§ Set problem:
Can you output the entries below as a numbered list, omitting any blank lines?

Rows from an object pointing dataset
- - - - -

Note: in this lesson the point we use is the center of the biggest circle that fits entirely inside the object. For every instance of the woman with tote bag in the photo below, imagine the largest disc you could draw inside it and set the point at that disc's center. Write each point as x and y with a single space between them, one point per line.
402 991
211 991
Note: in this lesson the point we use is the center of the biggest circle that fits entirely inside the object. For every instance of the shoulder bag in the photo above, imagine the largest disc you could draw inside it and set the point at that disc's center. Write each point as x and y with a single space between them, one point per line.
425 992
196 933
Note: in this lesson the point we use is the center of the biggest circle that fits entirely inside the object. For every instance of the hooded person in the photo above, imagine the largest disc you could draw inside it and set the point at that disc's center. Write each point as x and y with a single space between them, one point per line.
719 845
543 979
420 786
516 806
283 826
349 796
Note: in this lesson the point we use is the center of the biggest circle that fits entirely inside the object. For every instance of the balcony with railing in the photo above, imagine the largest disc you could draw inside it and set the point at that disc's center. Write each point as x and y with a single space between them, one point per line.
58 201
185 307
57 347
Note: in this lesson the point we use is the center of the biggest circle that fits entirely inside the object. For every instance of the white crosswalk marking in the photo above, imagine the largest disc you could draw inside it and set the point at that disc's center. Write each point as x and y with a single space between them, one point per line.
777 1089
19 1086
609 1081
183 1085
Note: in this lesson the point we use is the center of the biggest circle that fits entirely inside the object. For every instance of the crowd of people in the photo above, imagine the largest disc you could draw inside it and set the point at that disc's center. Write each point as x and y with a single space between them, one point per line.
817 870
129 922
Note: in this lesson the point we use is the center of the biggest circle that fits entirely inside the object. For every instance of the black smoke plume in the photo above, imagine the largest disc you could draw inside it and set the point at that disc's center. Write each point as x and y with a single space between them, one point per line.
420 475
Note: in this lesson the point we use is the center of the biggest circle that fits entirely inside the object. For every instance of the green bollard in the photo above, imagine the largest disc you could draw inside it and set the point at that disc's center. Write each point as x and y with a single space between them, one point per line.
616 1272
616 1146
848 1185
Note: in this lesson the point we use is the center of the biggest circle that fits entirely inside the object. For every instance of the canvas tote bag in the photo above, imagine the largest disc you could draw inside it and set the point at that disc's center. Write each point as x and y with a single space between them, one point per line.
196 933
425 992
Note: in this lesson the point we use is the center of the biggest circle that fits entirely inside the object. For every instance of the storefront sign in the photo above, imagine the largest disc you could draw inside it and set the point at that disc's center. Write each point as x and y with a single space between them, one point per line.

- - - - -

§ Output:
1. Note: in this lesson the point we use is the center of the biggest circle that fits entirely inside the object. For every instance of the woman with tote bag in the photo below, imagine the largest disc you could draw inside it and set the point at that disc's center. Write each point as x and y with a single space between them, one point per line.
2. 402 991
3. 211 991
4. Note: in this lesson the point we use is the center of the biggest circle that fits entirely inside the object. For every instance of the shoulder bag in the photo above, imagine the largest disc you could draw inside it and set the point at that disc's center. Write each point as x and y with a single space between them, one point per line.
5. 425 992
6. 196 933
7. Note: in this lesson the point we use is the center of the biggest circle that fits entirely inside the object. For every instance of the hooded person in the photo above, imagine the largest disc you could draw inside it and set the point at that disc's center. Write each point as x and y with a single space between them, one point per line.
8. 719 845
9. 543 979
10. 420 786
11. 516 806
12. 283 826
13. 349 796
14. Note: in this lesson the point we use is the center of the biggest circle that fits entirely inside the object. For every instance of the balcony with railing in the photo above, imagine the largest disc you could draw inside it and set the point at that disc's center. Write each point as x and y with a single space between them, one point per line.
15. 58 201
16. 185 307
17. 57 347
18. Note: in this lesson the point we use is the center of the biggest circle that fits entirely inside the object. For every instance of the white crosswalk marking in the photo above, imagine the largest disc you could draw inside it and set the point at that disc's center. Write each point as x and y with a single space between them, one point per line.
19. 777 1089
20. 19 1086
21. 609 1081
22. 183 1085
23. Note: in this lesson the point we use is the center of the biggest circle that fits entirely inside the object. For every instance of the crowd of people in the photo above, imagine the largest disc you could draw inside it and set the point at that disc's center. Write each point as x and y with a single space between them, one point per line.
24. 817 870
25. 129 922
26. Note: in this lesson the point we use is the center of the biggest circle that fits entirely inside the object. For every instance of the black smoke plume in the photo above, imagine the largest disc you could draw inside it and set the point at that disc's center. Write each point as x and y with a single space between them, one point per line.
27. 420 475
28. Note: in this lesson the point we use is the center of the biggest circle that fits entirely inside the object. For every instance of the green bollard in the photo above, imagine the largest disc you could draw inside it and set the point at that disc's center. Write each point as x and y with a single space between them, one point per line.
29. 616 1272
30. 616 1146
31. 848 1185
32. Note: in this lesson the point we use is the center of the biggest circle that fits entirely inside the object. For every instance of the canvas tote bag in the photo above, imagine the largest disc you could draw inside it and set the point at that disc's center. Write each point as x and y with a single space between them, one point per line.
33. 196 933
34. 425 992
35. Note: in this lesson the point we use is the center of the biggest circle that fits entirely inside the object. For every instance of the storefront sign in the photo above, imagine the largest disc you could draw inside it and set the point at that disc's center. Write each point as x and y with a single space between them, one point per line.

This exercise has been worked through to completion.